WORK TO BE COMPLETED:
Write every line below out again, exactly as given, but leave out the pictures.
[Start of Attachment]
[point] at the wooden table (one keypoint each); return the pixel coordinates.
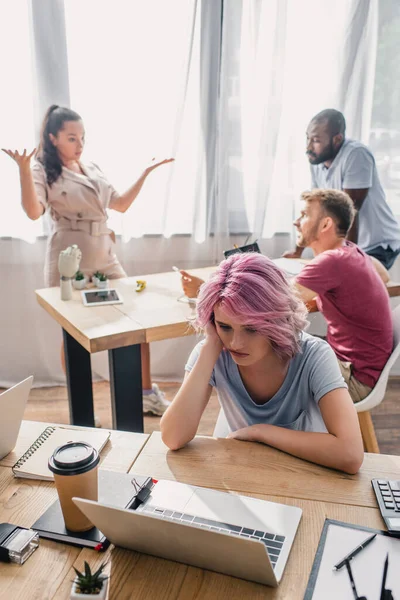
(48, 572)
(228, 465)
(255, 470)
(148, 316)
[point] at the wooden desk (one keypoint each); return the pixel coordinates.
(259, 471)
(48, 572)
(148, 316)
(229, 465)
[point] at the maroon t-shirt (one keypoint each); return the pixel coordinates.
(355, 303)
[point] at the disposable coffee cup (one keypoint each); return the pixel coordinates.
(74, 466)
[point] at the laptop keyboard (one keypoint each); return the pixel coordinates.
(273, 543)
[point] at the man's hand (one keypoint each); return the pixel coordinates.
(190, 284)
(68, 261)
(23, 160)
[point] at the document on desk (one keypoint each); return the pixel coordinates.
(337, 541)
(291, 266)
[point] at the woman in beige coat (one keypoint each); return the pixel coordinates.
(77, 197)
[End of Attachment]
EXPECTED OUTPUT:
[point] at the wooden table (one keypoint each); return the pixel coordinates.
(48, 572)
(228, 465)
(255, 470)
(148, 316)
[point] at the wooden desk (one keypoint each); return the pixel coordinates.
(259, 471)
(48, 572)
(148, 316)
(229, 465)
[point] at the maroon t-shirt (one keypoint each); return the pixel coordinates.
(355, 303)
[point] at the disposable coffee cup (one keypoint each); return the pixel coordinates.
(74, 466)
[point] at the laptop keyboard (one keypoint each); return the pixel coordinates.
(273, 543)
[point] at the man's hand (one keypoint each); return the pixel coordinates.
(190, 284)
(68, 261)
(23, 160)
[point] at the document on desk (one keypoint each); return the pixel coordinates.
(337, 541)
(291, 266)
[point] at the woman in beige coat (one keypoint each); return the pixel coordinates.
(77, 197)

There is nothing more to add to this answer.